• Work order A:
Rewrite the paragraph beginning "However, with the respite" from the mortgage holiday report below as a short bulleted list. Keep its main facts.
• Work order B:
Answer each question from the mortgage holiday report below, one answer per line, marked as the questions are:
(i) Which news outlet is named as having reported Sunak's talks with regulators and banks?
(ii) How many mortgage payment holidays had been offered as of 24 April?
(iii) On what date was the scheme announced?
• Work order C:
Continue the mortgage holiday report below from its final sentence.

• Exercise passage:
-- -- --
Chancellor, Rishi Sunak, is believed to be planning an extension to the scheme offering three-month mortgage payment holidays, according to reports.
Several news outlets, including the Financial Times, have reported that Sunak is in talks with regulators and banks to extend the mortgage holiday scheme beyond the end of June, to help borrowers in financial difficulty as a result of the COVID-19 pandemic.
In April, UK Finance revealed more than 1.2 million mortgage payment holidays had been offered by lenders in the first three weeks of the scheme’s announcement on 17 March, with 1.6 million offered as of 24 April. The trade body suggested the average mortgage holiday holiday was amounting to £755 per month of suspended payments.
However, with the respite from early mortgage holiday applicants due to end in June, and the Chancellor’s recent warning that the UK is facing “a severe recession the likes of which we have not seen”, an extension announcement is expected soon, though the length of the extension and how the Treasury will fund the scheme remains unclear.
-- -- --
• Data extract:
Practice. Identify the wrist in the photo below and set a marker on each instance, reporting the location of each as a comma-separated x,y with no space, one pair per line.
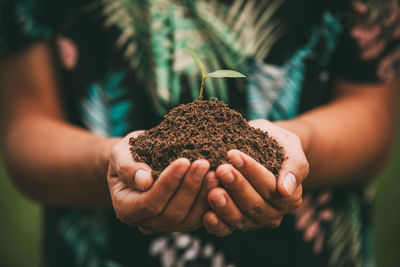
103,156
303,129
-- -- --
• Task answer A:
- The payment break for early mortgage holiday applicants is due to end in June.
- The Chancellor recently warned that the UK faces "a severe recession the likes of which we have not seen".
- An extension announcement is therefore expected soon.
- The length of the extension remains unclear.
- How the Treasury will fund the scheme also remains unclear.

• Task answer B:
(i) The Financial Times
(ii) 1.6 million
(iii) 17 March

• Task answer C:
On the potential extension to the scheme, personal finance expert at money.co.uk, Salman Haqqi, commented: “The Government’s initial launch of mortgage holidays brought welcome relief for homeowners who had their income affected by the COVID-19 crisis.
“The scheme, where payment could be deferred with zero negative impact to credit ratings, resulted in up to one in nine homeowners making use of the initiative. Though a formal announcement is yet to be made, many businesses are still closed and the full extent of job losses is still becoming clear, so any extension to the scheme will be welcomed.
“Should homeowners wish to look into a payment holiday on their mortgage, it’s important to remember that you will still owe the money and interest will continue to accrue while the deferred payments remain unpaid. This means that your monthly payments will likely go up slightly after the payment holiday ends.
“While the option to take a payment holiday on mortgages will have been a lifeline for many, if you are still able to make your payments in full, you should continue to do so.”